Aim 1: Copy the passage of the tango article between "BUENOS AIRES TANGO" and "time and money.", inclusive, replacing "tourists" with "visitors".

Source text:
★ ★ ★ ★ ★

BUENOS AIRES TANGO FOR FIRST-TIMERS

 For the first-time traveler to Buenos Aires, the whole mystic of tango can be overwhelming. Tango has become a huge industry, a way to bring in more tourists. Consequently it can be tough to separate the wheat from the chaff, or the tourist tango from the people’s tango, or the good from the bad. Especially if you have little time to figure it all out, without wasting time and money.

To simplify, there are two types of tango in Buenos Aires: Tourist Tango, and Social Tango.

Tango Para Export (or Tango Para Turistas), is what you see in the tango dinner shows and on the streets of Florida and San Telmo. It’s stage dancing by young people in slit skirts and fedoras, characterized by choreographed lifts, jumps, acrobatics, and extreme poses. Music by Piazzola is the standard for tango shows.

This has nothing to do with the social tango danced by the locals in the social dance halls, the milongas, of which there are more than 70 every week spread all over the city. Tango de salon, or tango milonguero, is characterized by improvisation, a very close embrace, musicality, small steps, connection, and elegance. Music of the 40’s and 50’s is played by a DJ, who divides the tangos, valses, and milongas into tandas, or sets, separated by non-danceable music (a cortina) when everyone sits down.

★ ★ ★ ★ ★

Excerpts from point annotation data
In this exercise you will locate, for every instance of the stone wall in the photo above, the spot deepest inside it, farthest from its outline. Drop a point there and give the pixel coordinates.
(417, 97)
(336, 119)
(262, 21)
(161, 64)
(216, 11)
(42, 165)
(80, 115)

★ ★ ★ ★ ★

Aim 2: Set out every line of the records as a numbered list, omitting blank lines.

Written solution 1:
BUENOS AIRES TANGO FOR FIRST-TIMERS

 For the first-time traveler to Buenos Aires, the whole mystic of tango can be overwhelming. Tango has become a huge industry, a way to bring in more visitors. Consequently it can be tough to separate the wheat from the chaff, or the tourist tango from the people’s tango, or the good from the bad. Especially if you have little time to figure it all out, without wasting time and money.

Written solution 2:
1. In this exercise you will locate, for every instance of the stone wall in the photo above, the spot deepest inside it, farthest from its outline. Drop a point there and give the pixel coordinates.
2. (417, 97)
3. (336, 119)
4. (262, 21)
5. (161, 64)
6. (216, 11)
7. (42, 165)
8. (80, 115)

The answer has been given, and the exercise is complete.